### Given request
Type the records out again in full, exactly.
>> START Material
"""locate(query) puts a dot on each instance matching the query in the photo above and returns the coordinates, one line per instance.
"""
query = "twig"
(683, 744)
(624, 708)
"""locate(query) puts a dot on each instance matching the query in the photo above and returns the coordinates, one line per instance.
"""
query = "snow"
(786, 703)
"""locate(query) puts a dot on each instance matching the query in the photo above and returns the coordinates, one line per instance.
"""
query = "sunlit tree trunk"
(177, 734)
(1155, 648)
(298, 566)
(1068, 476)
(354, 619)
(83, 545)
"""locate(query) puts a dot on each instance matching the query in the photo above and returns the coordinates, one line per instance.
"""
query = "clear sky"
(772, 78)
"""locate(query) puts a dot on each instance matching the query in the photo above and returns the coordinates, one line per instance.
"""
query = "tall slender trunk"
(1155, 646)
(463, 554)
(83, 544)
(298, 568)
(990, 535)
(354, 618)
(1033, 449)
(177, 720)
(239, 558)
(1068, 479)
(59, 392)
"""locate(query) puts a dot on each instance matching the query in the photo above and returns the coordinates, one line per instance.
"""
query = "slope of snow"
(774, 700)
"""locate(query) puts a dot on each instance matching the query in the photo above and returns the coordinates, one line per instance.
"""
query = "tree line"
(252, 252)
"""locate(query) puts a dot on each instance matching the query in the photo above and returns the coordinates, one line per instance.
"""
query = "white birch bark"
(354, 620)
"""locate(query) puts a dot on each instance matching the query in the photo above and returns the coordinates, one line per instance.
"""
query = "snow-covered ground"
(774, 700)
>> END Material
### Exercise output
"""locate(query) puts a dot on each instance matching the query in the photo above and returns the coordinates, one line per instance.
"""
query = "twig"
(683, 744)
(624, 708)
"""locate(query) puts a dot on each instance matching the query in the photo above and returns the coordinates, one line per instance.
"""
query = "snow"
(786, 703)
"""locate(query) puts a dot on each instance matching the query in the photo above and returns the coordinates, one line per instance.
"""
query = "sunlit tree trunk"
(177, 734)
(1155, 648)
(298, 566)
(1068, 476)
(354, 619)
(83, 545)
"""locate(query) puts a dot on each instance matching the query in the photo above and returns the coordinates, one line per instance.
"""
query = "clear sky"
(772, 78)
"""locate(query) puts a dot on each instance matching the query in the photo above and returns the coordinates, one line per instance.
"""
query = "tall slender trunk"
(1155, 646)
(463, 554)
(83, 544)
(298, 568)
(990, 535)
(354, 618)
(1033, 449)
(177, 720)
(239, 558)
(1068, 479)
(59, 392)
"""locate(query) puts a dot on each instance matching the query in the photo above and returns the coordinates, one line per instance.
"""
query = "slope of snow"
(774, 700)
"""locate(query) puts a dot on each instance matching the query in the photo above and returns the coordinates, one line per instance.
"""
query = "tree line"
(252, 252)
"""locate(query) puts a dot on each instance matching the query in the photo above and returns the coordinates, one line per instance.
"""
query = "white birch bark"
(354, 620)
"""locate(query) puts a dot on each instance matching the query in the photo above and returns the coordinates, one line per instance.
"""
query = "snow-covered ground"
(774, 700)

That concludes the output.